▶ _AIM OF THE TASK_
Copy each of the entries below word for word, leaving the pictures out.

▶ _DATASET EXTRACT_

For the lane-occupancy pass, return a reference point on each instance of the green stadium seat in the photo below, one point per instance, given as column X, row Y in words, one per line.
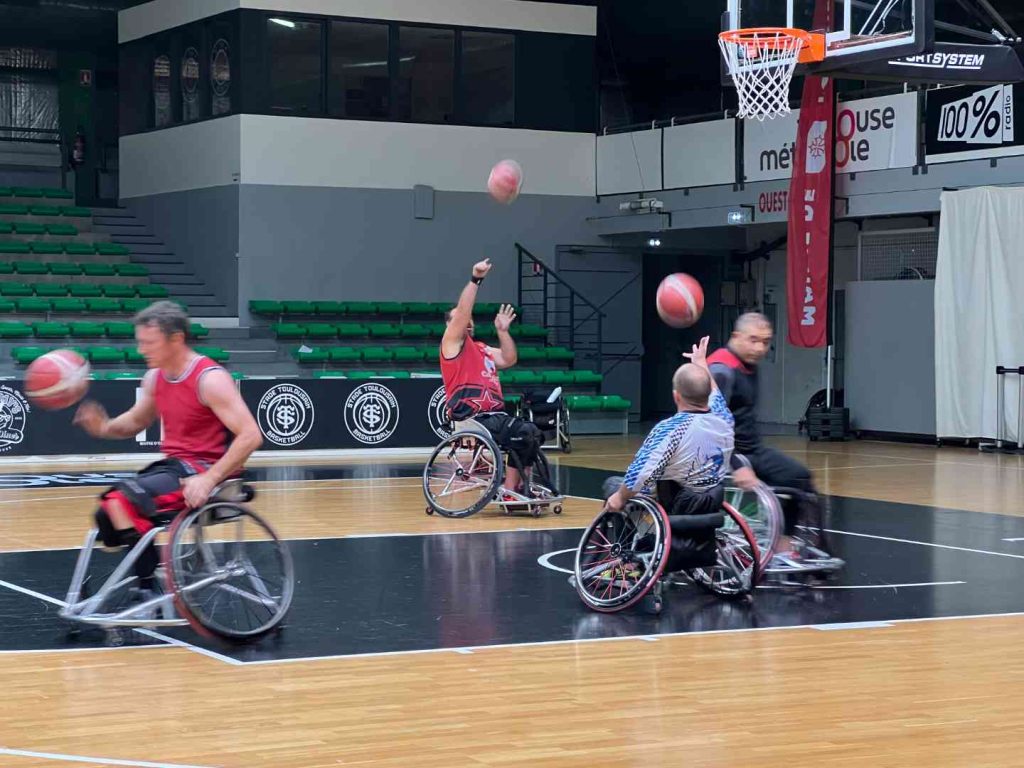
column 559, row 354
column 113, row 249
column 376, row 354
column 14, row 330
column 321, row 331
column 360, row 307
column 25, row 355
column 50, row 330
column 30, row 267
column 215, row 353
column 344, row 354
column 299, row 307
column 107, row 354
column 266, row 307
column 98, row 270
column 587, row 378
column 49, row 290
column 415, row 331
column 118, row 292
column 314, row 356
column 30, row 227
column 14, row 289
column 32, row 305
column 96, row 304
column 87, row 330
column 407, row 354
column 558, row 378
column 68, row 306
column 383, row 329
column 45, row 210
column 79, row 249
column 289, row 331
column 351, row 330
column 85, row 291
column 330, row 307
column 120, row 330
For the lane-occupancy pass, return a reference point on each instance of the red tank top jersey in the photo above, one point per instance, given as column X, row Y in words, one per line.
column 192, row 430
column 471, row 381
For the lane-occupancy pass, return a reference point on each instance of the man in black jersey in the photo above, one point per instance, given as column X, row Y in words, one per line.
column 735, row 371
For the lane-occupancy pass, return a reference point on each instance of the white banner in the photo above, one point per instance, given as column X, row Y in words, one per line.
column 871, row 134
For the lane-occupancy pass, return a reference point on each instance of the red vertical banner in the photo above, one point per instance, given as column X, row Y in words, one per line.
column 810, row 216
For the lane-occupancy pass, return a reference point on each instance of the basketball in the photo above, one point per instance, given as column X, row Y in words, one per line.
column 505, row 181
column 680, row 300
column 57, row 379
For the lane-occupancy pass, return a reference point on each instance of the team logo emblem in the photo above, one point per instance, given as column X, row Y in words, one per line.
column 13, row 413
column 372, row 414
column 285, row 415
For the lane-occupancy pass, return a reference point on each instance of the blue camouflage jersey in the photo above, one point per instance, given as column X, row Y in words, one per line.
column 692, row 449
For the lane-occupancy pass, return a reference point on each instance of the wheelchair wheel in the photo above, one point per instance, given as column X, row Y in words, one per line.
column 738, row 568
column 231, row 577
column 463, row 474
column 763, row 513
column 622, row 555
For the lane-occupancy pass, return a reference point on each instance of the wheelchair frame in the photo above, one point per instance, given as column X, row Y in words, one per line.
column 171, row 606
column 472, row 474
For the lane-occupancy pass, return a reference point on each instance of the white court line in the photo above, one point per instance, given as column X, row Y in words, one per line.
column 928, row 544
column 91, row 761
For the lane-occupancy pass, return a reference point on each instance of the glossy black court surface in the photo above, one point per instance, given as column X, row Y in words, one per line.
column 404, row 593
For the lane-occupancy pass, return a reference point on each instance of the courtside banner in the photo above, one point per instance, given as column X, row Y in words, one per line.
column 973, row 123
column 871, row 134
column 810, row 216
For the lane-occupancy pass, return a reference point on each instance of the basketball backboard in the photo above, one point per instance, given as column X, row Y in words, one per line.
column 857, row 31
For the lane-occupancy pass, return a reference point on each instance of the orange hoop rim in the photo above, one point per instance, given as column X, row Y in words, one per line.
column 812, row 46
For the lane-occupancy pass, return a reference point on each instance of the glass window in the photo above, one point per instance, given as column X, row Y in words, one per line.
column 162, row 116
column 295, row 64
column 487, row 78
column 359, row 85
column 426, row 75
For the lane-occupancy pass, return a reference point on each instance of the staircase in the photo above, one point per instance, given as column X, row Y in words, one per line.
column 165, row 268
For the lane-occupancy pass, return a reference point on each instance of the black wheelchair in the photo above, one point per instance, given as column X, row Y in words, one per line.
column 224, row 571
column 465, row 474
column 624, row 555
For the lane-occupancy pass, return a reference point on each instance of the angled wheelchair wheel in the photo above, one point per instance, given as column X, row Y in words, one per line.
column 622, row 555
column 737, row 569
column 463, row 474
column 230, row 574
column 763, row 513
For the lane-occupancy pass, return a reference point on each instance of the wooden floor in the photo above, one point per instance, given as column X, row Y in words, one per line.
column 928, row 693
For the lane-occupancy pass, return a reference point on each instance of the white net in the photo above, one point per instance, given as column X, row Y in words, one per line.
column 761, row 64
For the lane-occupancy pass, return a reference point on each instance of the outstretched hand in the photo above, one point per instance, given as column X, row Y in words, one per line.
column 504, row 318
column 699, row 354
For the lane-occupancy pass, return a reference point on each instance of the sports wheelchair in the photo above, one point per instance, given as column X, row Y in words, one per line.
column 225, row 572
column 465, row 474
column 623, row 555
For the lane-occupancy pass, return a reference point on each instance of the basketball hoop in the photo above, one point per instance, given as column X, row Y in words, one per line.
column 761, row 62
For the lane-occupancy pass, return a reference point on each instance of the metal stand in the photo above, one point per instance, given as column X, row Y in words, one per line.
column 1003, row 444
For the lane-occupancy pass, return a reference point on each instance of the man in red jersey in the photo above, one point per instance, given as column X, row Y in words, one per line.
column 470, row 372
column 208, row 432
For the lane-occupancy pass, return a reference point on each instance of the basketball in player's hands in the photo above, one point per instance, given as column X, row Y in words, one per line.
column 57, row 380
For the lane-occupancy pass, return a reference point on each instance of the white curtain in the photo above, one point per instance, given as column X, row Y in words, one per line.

▶ _TASK RESPONSE_
For the lane-occupancy pass, return a reference point on each instance of the green stadium seat in the photo below, one point per instance, given as column X, row Y in words, one per line.
column 559, row 354
column 113, row 249
column 376, row 354
column 14, row 330
column 321, row 331
column 360, row 307
column 25, row 355
column 50, row 330
column 30, row 267
column 215, row 353
column 344, row 354
column 299, row 307
column 107, row 354
column 266, row 307
column 98, row 270
column 587, row 378
column 49, row 290
column 415, row 331
column 118, row 292
column 314, row 356
column 30, row 227
column 14, row 289
column 32, row 305
column 96, row 304
column 87, row 330
column 407, row 354
column 558, row 378
column 68, row 306
column 383, row 329
column 45, row 210
column 79, row 249
column 289, row 331
column 351, row 330
column 85, row 291
column 330, row 307
column 120, row 330
For the lane-occupancy pass, return a reference point on each instance of the red tank top jersey in the photo above, one point per instance, given as column X, row Y in words, one per line.
column 192, row 430
column 471, row 381
For the lane-occupancy pass, return a reference point on each instance of the man in black jersey in the photo above, one point per instance, given as column X, row Y in words, one per line.
column 735, row 371
For the lane-occupancy pass, return a reference point on each instance of the white banner in the photo above, one point per instance, given as column X, row Y in words, one per line.
column 871, row 134
For the lane-occupancy pass, return a reference point on each instance of the red vertical banner in the photo above, one point per instance, given as column X, row Y in words, one per line.
column 810, row 216
For the lane-occupancy pass, return a reference point on each instance of the basketball in the photo above, one point per instance, given as column X, row Y in words, one per line.
column 505, row 181
column 680, row 300
column 57, row 379
For the lane-occupancy pass, return a reference point on each instance of the team logo emblem in the photo above, one point per instance, given as column X, row Y in words, one per line.
column 13, row 413
column 372, row 414
column 285, row 415
For the lane-occupancy pass, return a reference point on each instance of the blue camouflage jersey in the photo above, one point per instance, given as column X, row Y in words, one per line.
column 692, row 449
For the lane-occupancy pass, return a reference point on each instance of the wheelchair wheel in the photo above, one point per instance, given as column X, row Y in words, one per line.
column 738, row 568
column 231, row 577
column 463, row 474
column 763, row 513
column 622, row 555
For the lane-occupancy pass, return a reference point on each instance of the wheelchair frame in the photo above, one point per instance, given as column X, row Y in words, one per line.
column 171, row 606
column 472, row 474
For the lane-occupancy pass, return a reference point on each instance of the white court line in the photo above, one point per instance, given as column X, row Y in words, one per line.
column 928, row 544
column 91, row 761
For the lane-occupancy pass, return a reference point on each instance of the glossy black court surface in the photo above, one point per instance, given as column X, row Y in words, one per line.
column 404, row 593
For the lane-occupancy pass, return a reference point on each instance of the courtside banner in the photo above, one point per instance, given as column X, row Y in words, one per line.
column 973, row 123
column 871, row 134
column 810, row 216
For the lane-occupancy pass, return a reference point on each instance of the basketball backboard in the photo above, one point per instance, given as column X, row Y in words, one per line.
column 857, row 31
For the lane-occupancy pass, return a reference point on each instance of the orange hoop rim in the photo above, one point per instance, given as column X, row Y in words, one per line.
column 812, row 46
For the lane-occupancy pass, return a reference point on each instance of the glass window in the photo above, one point per instance, given as column X, row Y in words, one per line.
column 162, row 116
column 295, row 64
column 487, row 78
column 359, row 85
column 426, row 75
For the lane-occupancy pass, return a reference point on each instance of the staircase in the photo above, one point per instance, given as column X, row Y in words, one per line.
column 165, row 268
For the lane-occupancy pass, return a reference point on each instance of the black wheelchair in the photo above, one point per instance, given as column X, row Y in words, one per line.
column 224, row 571
column 465, row 474
column 624, row 555
For the lane-occupancy pass, return a reference point on each instance of the angled wheelchair wheel in the photo above, one point per instance, given as column X, row Y in words, one per line.
column 622, row 555
column 737, row 569
column 463, row 474
column 230, row 574
column 763, row 513
For the lane-occupancy pass, return a reference point on each instance of the wooden floor in the photo above, one point per instance, given as column X, row Y in words, one per line.
column 928, row 693
For the lane-occupancy pass, return a reference point on each instance of the white net in the photo above, one point per instance, given as column X, row Y in words, one per line.
column 761, row 64
For the lane-occupancy pass, return a reference point on each instance of the outstretched hand in the photo above, one point per instance, given as column X, row Y in words, one per line.
column 504, row 318
column 699, row 354
For the lane-occupancy pass, return a reference point on each instance of the sports wheelchair in the photo above, one point per instance, given as column X, row Y in words, one per line.
column 225, row 572
column 465, row 474
column 623, row 555
For the lane-occupancy pass, return a reference point on each instance of the basketball hoop in the photo above, one point per instance, given as column X, row Y in words, one per line.
column 761, row 62
For the lane-occupancy pass, return a reference point on each instance of the metal stand in the photo above, one point per instance, given as column X, row Y in words, one per line.
column 1003, row 444
For the lane-occupancy pass, return a reference point on each instance of the man in red jersey in the photo above, one point per instance, given as column X, row Y in words, one per line.
column 470, row 372
column 208, row 432
For the lane-occupancy pass, return a reference point on each instance of the basketball in player's hands in the photo above, one point per instance, given as column X, row Y in words, one per line.
column 57, row 380
For the lane-occupancy pass, return a reference point on each instance of the white curtain in the photo above, one point per instance, given as column X, row Y in words, one per line.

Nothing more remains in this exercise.